Pick out each line in the rows below that contains the word "mountain" and copy those lines.

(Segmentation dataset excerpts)
----

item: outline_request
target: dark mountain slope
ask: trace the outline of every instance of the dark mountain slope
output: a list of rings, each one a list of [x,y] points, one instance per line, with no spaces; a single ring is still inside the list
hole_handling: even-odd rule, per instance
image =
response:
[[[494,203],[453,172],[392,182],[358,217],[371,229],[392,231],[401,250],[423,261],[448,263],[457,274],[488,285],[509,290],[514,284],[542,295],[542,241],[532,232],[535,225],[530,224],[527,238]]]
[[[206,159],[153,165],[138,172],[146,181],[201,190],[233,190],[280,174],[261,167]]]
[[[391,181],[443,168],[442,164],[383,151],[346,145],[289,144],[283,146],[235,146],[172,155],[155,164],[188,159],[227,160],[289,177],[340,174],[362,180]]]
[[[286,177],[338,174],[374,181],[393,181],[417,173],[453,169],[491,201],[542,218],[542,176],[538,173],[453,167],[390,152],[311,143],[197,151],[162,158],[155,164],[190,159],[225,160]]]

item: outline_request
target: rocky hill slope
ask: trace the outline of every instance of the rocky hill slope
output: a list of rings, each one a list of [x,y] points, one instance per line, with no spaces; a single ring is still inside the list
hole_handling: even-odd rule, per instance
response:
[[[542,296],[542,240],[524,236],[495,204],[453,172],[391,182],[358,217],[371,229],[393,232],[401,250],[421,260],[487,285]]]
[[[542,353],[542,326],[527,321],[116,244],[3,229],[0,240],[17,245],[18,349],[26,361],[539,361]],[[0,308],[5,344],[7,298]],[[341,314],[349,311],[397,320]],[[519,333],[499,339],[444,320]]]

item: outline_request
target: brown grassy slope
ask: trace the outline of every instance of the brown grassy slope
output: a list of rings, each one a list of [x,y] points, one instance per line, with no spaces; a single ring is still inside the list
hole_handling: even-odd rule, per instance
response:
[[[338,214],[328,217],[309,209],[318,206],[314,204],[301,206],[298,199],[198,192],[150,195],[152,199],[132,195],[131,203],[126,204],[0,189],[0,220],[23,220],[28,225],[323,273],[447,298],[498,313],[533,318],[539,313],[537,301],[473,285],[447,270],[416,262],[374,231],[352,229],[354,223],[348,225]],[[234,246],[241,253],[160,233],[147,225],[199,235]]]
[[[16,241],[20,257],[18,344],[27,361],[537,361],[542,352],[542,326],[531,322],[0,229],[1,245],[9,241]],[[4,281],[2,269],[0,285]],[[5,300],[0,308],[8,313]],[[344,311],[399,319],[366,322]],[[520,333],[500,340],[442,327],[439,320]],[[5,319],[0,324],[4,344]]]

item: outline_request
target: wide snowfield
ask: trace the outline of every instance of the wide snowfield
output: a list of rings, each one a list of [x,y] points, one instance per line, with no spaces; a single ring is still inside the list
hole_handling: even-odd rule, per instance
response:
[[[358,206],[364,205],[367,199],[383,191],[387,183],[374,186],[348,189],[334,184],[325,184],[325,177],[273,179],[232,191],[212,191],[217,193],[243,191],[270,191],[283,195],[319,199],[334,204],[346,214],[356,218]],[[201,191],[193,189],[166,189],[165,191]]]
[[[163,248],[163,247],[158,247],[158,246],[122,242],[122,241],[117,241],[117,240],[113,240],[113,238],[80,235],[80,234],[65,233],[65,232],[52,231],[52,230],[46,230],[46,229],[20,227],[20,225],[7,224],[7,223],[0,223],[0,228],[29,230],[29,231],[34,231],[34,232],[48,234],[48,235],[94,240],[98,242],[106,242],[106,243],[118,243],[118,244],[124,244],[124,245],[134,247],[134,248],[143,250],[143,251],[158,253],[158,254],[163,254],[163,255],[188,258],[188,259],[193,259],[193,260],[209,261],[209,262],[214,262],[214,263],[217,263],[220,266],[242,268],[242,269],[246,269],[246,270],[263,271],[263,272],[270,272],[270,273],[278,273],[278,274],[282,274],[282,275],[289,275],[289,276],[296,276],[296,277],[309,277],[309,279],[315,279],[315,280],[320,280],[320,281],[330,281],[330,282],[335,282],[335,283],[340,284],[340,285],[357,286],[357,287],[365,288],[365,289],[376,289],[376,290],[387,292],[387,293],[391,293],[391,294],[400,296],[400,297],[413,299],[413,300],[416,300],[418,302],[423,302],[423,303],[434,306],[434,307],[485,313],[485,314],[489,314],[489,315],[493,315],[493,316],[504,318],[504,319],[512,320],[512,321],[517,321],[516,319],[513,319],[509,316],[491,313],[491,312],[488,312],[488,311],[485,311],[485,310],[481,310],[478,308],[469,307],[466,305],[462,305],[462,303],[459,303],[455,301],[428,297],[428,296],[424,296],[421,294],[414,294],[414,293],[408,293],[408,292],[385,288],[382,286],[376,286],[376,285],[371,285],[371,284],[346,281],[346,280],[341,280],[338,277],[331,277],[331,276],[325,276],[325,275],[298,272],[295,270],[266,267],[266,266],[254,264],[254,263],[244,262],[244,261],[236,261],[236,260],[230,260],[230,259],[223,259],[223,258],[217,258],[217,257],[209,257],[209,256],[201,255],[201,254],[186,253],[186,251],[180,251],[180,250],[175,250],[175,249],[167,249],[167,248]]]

----

▶ **Result of this exercise**
target: dark mountain slope
ask: trace the outline of every instance of the dark mountain slope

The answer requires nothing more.